Records from a point-labeling set
## begin
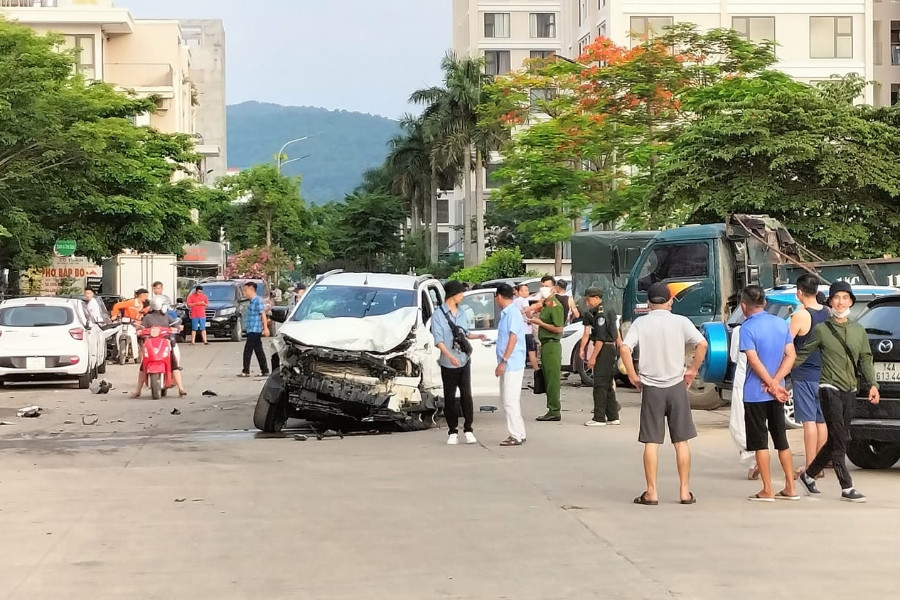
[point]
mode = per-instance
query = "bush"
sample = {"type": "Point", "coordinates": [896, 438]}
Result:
{"type": "Point", "coordinates": [499, 265]}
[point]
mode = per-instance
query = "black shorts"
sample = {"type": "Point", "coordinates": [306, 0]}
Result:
{"type": "Point", "coordinates": [757, 415]}
{"type": "Point", "coordinates": [661, 405]}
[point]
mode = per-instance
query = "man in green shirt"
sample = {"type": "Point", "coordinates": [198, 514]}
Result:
{"type": "Point", "coordinates": [843, 345]}
{"type": "Point", "coordinates": [550, 323]}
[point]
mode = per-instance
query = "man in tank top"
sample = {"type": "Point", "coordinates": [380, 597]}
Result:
{"type": "Point", "coordinates": [805, 377]}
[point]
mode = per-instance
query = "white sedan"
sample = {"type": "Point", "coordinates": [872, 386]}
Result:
{"type": "Point", "coordinates": [45, 339]}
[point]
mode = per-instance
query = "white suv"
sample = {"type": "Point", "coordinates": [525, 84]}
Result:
{"type": "Point", "coordinates": [357, 349]}
{"type": "Point", "coordinates": [49, 339]}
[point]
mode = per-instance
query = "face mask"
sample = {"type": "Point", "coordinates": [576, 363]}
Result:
{"type": "Point", "coordinates": [841, 315]}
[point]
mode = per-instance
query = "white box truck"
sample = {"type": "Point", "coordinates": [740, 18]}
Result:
{"type": "Point", "coordinates": [125, 273]}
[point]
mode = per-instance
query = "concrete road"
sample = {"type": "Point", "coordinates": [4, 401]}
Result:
{"type": "Point", "coordinates": [147, 504]}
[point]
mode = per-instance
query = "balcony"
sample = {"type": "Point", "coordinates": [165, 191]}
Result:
{"type": "Point", "coordinates": [143, 78]}
{"type": "Point", "coordinates": [53, 13]}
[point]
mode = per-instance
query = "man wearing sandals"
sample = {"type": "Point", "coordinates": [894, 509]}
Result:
{"type": "Point", "coordinates": [662, 338]}
{"type": "Point", "coordinates": [767, 343]}
{"type": "Point", "coordinates": [511, 363]}
{"type": "Point", "coordinates": [845, 351]}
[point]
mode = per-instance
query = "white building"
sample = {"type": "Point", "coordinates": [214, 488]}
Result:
{"type": "Point", "coordinates": [815, 39]}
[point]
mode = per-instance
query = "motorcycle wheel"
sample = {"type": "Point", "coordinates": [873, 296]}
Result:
{"type": "Point", "coordinates": [155, 385]}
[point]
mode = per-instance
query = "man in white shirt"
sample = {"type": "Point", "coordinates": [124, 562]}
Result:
{"type": "Point", "coordinates": [664, 381]}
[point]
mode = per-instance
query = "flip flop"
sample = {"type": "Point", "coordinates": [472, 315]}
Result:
{"type": "Point", "coordinates": [642, 499]}
{"type": "Point", "coordinates": [758, 498]}
{"type": "Point", "coordinates": [782, 496]}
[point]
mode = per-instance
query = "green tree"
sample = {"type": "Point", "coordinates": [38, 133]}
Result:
{"type": "Point", "coordinates": [809, 156]}
{"type": "Point", "coordinates": [72, 164]}
{"type": "Point", "coordinates": [264, 208]}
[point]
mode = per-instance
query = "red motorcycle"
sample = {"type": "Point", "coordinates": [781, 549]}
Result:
{"type": "Point", "coordinates": [157, 363]}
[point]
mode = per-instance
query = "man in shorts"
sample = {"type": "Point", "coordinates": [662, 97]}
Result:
{"type": "Point", "coordinates": [664, 381]}
{"type": "Point", "coordinates": [766, 342]}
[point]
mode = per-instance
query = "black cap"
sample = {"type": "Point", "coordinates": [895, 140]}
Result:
{"type": "Point", "coordinates": [659, 293]}
{"type": "Point", "coordinates": [841, 286]}
{"type": "Point", "coordinates": [453, 287]}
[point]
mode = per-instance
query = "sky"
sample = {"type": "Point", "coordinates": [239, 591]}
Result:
{"type": "Point", "coordinates": [358, 55]}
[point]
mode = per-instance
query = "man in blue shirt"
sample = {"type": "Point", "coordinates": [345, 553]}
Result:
{"type": "Point", "coordinates": [511, 331]}
{"type": "Point", "coordinates": [766, 342]}
{"type": "Point", "coordinates": [256, 326]}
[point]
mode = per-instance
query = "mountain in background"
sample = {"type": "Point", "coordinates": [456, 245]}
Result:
{"type": "Point", "coordinates": [348, 144]}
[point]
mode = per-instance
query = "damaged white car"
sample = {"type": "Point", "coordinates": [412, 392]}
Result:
{"type": "Point", "coordinates": [357, 353]}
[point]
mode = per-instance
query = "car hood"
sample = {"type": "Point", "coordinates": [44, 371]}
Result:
{"type": "Point", "coordinates": [369, 334]}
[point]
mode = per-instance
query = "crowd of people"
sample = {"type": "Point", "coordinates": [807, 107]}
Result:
{"type": "Point", "coordinates": [820, 348]}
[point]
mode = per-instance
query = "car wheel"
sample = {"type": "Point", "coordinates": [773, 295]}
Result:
{"type": "Point", "coordinates": [873, 455]}
{"type": "Point", "coordinates": [84, 381]}
{"type": "Point", "coordinates": [704, 396]}
{"type": "Point", "coordinates": [155, 385]}
{"type": "Point", "coordinates": [268, 417]}
{"type": "Point", "coordinates": [579, 366]}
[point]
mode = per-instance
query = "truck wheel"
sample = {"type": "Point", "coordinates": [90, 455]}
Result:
{"type": "Point", "coordinates": [155, 385]}
{"type": "Point", "coordinates": [704, 396]}
{"type": "Point", "coordinates": [268, 417]}
{"type": "Point", "coordinates": [84, 381]}
{"type": "Point", "coordinates": [873, 455]}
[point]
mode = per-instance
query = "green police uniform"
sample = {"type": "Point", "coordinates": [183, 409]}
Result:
{"type": "Point", "coordinates": [551, 355]}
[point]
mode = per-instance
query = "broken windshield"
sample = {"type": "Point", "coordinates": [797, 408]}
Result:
{"type": "Point", "coordinates": [331, 302]}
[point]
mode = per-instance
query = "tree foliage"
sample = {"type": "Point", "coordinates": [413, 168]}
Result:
{"type": "Point", "coordinates": [73, 165]}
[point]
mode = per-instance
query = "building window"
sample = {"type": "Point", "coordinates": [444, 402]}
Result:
{"type": "Point", "coordinates": [647, 28]}
{"type": "Point", "coordinates": [755, 29]}
{"type": "Point", "coordinates": [831, 37]}
{"type": "Point", "coordinates": [443, 211]}
{"type": "Point", "coordinates": [496, 24]}
{"type": "Point", "coordinates": [543, 25]}
{"type": "Point", "coordinates": [85, 59]}
{"type": "Point", "coordinates": [496, 62]}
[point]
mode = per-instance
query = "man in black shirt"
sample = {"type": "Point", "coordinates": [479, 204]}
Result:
{"type": "Point", "coordinates": [601, 330]}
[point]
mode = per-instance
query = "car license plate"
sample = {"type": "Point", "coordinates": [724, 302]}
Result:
{"type": "Point", "coordinates": [887, 372]}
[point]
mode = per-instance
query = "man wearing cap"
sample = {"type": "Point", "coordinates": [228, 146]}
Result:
{"type": "Point", "coordinates": [662, 337]}
{"type": "Point", "coordinates": [846, 358]}
{"type": "Point", "coordinates": [600, 329]}
{"type": "Point", "coordinates": [550, 324]}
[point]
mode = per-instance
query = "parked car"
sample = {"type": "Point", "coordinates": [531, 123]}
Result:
{"type": "Point", "coordinates": [46, 339]}
{"type": "Point", "coordinates": [875, 429]}
{"type": "Point", "coordinates": [782, 301]}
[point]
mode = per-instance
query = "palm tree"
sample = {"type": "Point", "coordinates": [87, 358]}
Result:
{"type": "Point", "coordinates": [450, 121]}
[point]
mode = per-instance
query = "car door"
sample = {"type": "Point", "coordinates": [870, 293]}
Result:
{"type": "Point", "coordinates": [483, 315]}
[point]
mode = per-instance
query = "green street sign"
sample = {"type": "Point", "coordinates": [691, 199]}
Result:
{"type": "Point", "coordinates": [64, 247]}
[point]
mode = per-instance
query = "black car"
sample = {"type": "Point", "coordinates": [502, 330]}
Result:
{"type": "Point", "coordinates": [875, 429]}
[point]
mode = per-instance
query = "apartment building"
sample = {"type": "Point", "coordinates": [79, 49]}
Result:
{"type": "Point", "coordinates": [148, 57]}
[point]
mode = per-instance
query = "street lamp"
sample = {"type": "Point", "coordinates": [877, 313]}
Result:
{"type": "Point", "coordinates": [280, 154]}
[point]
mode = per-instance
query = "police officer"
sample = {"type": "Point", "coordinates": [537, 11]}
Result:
{"type": "Point", "coordinates": [600, 329]}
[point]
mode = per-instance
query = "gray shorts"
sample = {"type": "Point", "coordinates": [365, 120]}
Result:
{"type": "Point", "coordinates": [659, 405]}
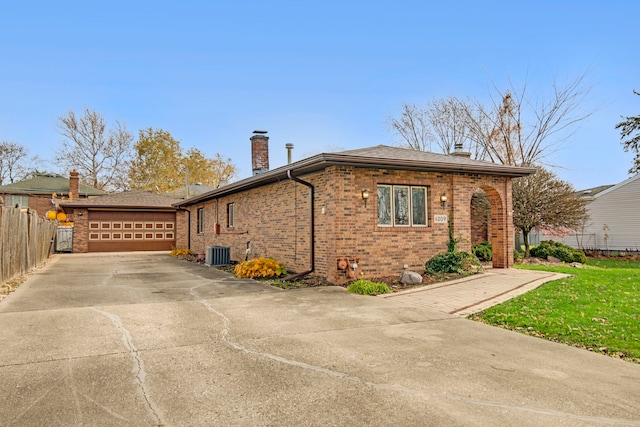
## end
What this task involves:
Gather every line from the listing above that contains the string "shirt", treating case as significant.

Answer to the task:
query = "man in green shirt"
query = "man in white shirt"
query = "man in blue shirt"
query = "man in black shirt"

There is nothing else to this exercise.